Set problem 1 – Copy every line of the records from the line with "the red tile" up to and including the last line of the records. Offset each x and y coordinate in the answers by 136 and leave all other wording as it is.

2. The original of any guarantee executed in connection with the
Mortgage Note.
3. The original Mortgage, with evidence of recording thereon. If, in
connection with any Mortgage Loan, the Seller cannot deliver or
cause to be delivered the original Mortgage with evidence of
recording thereon on or prior to the applicable Closing Date
because of a delay caused by the public recording office
where such Mortgage has been delivered for recordation, a
photocopy of such Mortgage certified by the Seller to be true and
correct will be delivered; if such Mortgage has been lost or if
such public recording office retains the original recorded
Mortgage, the Seller shall deliver or cause to be delivered to
the Purchaser a photocopy of such Mortgage, certified by such
public recording office to be a true and complete copy of the
original recorded Mortgage or containing recording information
thereon.
4. The originals of all assumption, modification, consolidation or
extension agreements, if any, with evidence of recording thereon
or if the originals thereof are unavailable, copies of such
documents certified by the public recording office where such
document has been delivered for recordation or containing
recording information thereon.
5. If requested by the Purchaser pursuant to Section 25 of the
Agreement, the original Assignment of Mortgage endorsed "Pay to
the order of __________" and signed in the name of the Seller by
an authorized officer. If the Mortgage Loan was acquired by the
Seller in a merger, the Assignment of Mortgage must be made by
"California Federal Bank, A Federal Savings Bank, successor by
merger to [name of predecessor]". If the Mortgage Loan was
acquired or originated by the Seller while doing business under
another name, the Assignment of Mortgage must be by "California
Federal Bank, A Federal Savings Bank, formerly known as [previous
name]". With respect to each Co-op Loan, the Assignment of
Mortgage shall include an assignment of Security Instruments.
6. Originals or copies of all intervening assignments of the
Mortgage with evidence of recording thereon if such intervening
assignment has been recorded.
7. Original Form UCC-1 with evidence of filing thereon entered into
by the Mortgagor with respect to such Mortgage
2
Loan, which in the case of a Co-op Loan should indicate the unit
number or other identification of the Mortgaged Property subject
to the Co-op Lease, the name of the debtor and the address of the
cooperative building. Original Form UCC-3 in blank by the Seller
assigning the security interest covered by the Form UCC-1
referred to above and any intervening Forms UCC-3.
8. Any original security agreement, chattel mortgage or equivalent
executed in connection with the Mortgage.
9. With respect to a Co-op Loan that is not a refinance transaction,
a document executed by the cooperative association consenting to
the sale of the cooperative shares and assignment of the Co-op
Lease to the Mortgagor and certifying that all maintenance
charges relating to the cooperative unit that is the subject of
the Co-op Lease have been paid.
10. With respect to each Co-op Loan, the stock certificate(s)
representing the stock allocated to the cooperative unit in the
cooperative pledged with respect to such Mortgage Loan with a
stock power in blank.
11. With respect to each Co-op Loan, the original Co-op Lease and the
Collateral Assignment of Lease.
12. With respect to each Co-op Loan, the original Recognition
Agreement of the interests of the applicable Seller with respect
to the Mortgage Loan by the Cooperative, the stock of which was
pledged in respect of such Mortgage Loan, in the standard
"AZTECH" form or a form containing provisions not less favorable
to the lender than are contained in such a standard AZTECH form.

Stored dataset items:
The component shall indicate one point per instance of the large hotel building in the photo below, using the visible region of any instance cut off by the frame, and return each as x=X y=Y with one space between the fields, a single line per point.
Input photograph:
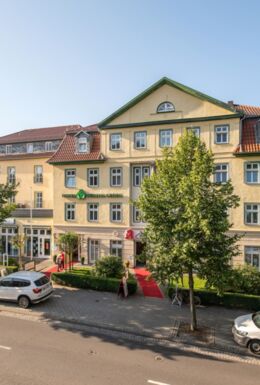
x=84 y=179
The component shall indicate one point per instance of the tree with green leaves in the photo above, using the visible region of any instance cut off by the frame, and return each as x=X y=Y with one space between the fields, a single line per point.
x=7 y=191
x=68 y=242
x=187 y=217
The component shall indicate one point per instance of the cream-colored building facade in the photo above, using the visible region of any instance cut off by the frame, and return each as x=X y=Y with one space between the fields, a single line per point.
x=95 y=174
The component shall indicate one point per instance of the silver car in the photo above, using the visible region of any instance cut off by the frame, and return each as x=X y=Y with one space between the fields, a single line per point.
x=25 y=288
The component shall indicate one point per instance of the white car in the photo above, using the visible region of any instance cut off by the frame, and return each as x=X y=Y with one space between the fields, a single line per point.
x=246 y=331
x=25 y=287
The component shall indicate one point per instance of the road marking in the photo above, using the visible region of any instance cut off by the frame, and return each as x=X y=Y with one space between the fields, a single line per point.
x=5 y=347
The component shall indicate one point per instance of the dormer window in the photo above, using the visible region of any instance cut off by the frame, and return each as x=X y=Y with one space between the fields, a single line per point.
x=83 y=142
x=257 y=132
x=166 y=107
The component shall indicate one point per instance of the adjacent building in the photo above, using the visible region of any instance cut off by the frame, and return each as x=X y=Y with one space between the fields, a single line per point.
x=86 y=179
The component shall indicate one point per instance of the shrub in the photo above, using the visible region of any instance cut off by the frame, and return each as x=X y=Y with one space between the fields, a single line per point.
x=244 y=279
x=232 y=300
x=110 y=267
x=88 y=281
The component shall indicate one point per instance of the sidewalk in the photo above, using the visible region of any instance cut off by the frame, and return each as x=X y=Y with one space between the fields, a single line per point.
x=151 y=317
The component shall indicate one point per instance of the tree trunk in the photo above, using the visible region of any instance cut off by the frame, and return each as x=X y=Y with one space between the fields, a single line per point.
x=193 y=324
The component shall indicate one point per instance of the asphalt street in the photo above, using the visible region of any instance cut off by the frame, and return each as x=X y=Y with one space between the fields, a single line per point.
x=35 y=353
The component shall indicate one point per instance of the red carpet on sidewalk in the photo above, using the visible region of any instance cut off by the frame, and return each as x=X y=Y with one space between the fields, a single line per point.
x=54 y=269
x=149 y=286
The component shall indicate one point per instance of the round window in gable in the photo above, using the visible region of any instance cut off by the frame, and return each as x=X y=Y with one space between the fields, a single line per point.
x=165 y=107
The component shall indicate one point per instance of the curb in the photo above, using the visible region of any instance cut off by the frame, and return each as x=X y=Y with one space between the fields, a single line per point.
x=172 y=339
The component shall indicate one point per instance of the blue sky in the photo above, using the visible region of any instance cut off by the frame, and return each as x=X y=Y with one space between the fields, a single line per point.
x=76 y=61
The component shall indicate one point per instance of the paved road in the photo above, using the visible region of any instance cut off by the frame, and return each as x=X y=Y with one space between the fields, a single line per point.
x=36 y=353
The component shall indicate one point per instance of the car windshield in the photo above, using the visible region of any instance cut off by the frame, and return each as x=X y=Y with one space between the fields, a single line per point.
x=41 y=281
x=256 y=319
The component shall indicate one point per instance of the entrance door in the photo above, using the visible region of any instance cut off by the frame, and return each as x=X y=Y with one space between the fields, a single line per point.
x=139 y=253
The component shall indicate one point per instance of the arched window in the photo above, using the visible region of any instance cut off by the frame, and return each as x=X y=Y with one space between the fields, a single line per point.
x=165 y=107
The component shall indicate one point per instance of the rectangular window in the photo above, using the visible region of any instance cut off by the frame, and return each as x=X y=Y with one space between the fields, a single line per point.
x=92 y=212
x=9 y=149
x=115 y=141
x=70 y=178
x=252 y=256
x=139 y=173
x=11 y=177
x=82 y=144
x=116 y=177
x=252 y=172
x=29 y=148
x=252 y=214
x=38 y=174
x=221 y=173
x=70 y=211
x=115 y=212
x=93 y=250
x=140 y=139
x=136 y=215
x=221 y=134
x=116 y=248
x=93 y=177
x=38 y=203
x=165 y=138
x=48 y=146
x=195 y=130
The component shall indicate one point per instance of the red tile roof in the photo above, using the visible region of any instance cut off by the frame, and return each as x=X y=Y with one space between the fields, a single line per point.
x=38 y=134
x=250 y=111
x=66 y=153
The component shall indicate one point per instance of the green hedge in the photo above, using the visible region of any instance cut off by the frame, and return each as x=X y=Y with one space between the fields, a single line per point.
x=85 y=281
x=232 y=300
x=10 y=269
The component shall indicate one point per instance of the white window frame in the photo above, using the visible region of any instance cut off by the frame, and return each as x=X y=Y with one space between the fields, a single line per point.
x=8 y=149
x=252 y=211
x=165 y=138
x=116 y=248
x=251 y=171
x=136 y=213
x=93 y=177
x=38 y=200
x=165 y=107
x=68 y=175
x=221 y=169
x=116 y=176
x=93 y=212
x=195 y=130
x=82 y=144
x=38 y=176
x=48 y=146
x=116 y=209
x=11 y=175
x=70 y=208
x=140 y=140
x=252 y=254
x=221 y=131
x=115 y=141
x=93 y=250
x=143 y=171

Set problem 2 – Extend the list of required mortgage loan documents beyond its final numbered item.

Exercise answer 1 –
The component shall indicate one point per instance of the red tile roof in the photo above, using the visible region of any instance cut off by the frame, and return each as x=X y=Y with one space between the fields, a single line per point.
x=174 y=270
x=386 y=247
x=202 y=289
The component shall indicate one point per instance of the green hedge in the photo above, using the visible region of any instance cut off by the frame, and return each as x=X y=Y with one space between the fields, a single line per point.
x=221 y=417
x=368 y=436
x=146 y=405
The component shall indicate one point per instance of the white window frame in the photo above, using the visible region of any instance cut off by the frame, and return each as x=X y=Y with one space between the fields, a single line per point.
x=144 y=285
x=388 y=347
x=301 y=274
x=252 y=384
x=387 y=307
x=272 y=349
x=229 y=313
x=174 y=336
x=301 y=243
x=204 y=311
x=357 y=305
x=252 y=312
x=229 y=348
x=331 y=266
x=218 y=280
x=174 y=312
x=184 y=282
x=252 y=345
x=147 y=311
x=206 y=344
x=276 y=276
x=388 y=390
x=357 y=267
x=251 y=277
x=229 y=386
x=279 y=307

Exercise answer 2 –
13. For Mortgage Loans that are not Co-op Loans, the original
mortgagee policy of title insurance or, in the event such
original title policy is unavailable, a true copy of the related
policy binder or commitment for title provided by the title
3
insurance company. For Co-op Loans, a cooperative lien search
which has searched for (a) federal tax liens, mechanics' liens,
lis pendens, judgments or record or otherwise against the
cooperative association, the seller of the cooperative shares and
the Mortgagor (if the Co-op Loan is a refinance transaction); (b)
filings of financing statements against the cooperative shares;
and (c) the deed of the Co-op Project to the residential
cooperative housing corporation.
II. With respect to each Mortgage Loan, the Mortgage File shall also include
each of the following items:
14. For Mortgage Loans that are not Co-op Loans, the original hazard
insurance policy and, if required by law, flood insurance policy,
in accordance with Section 8.2(f) of the Agreement.
15. Residential loan application.
16. Mortgage Loan closing statement.
17. Verification of employment and income.
18. Verification of acceptable evidence of source and amount of down
payment.
19. Credit report on the Mortgagor.
20. Residential appraisal report.
21. Photograph of the Mortgaged Property.
22. Survey of the Mortgaged Property, if any.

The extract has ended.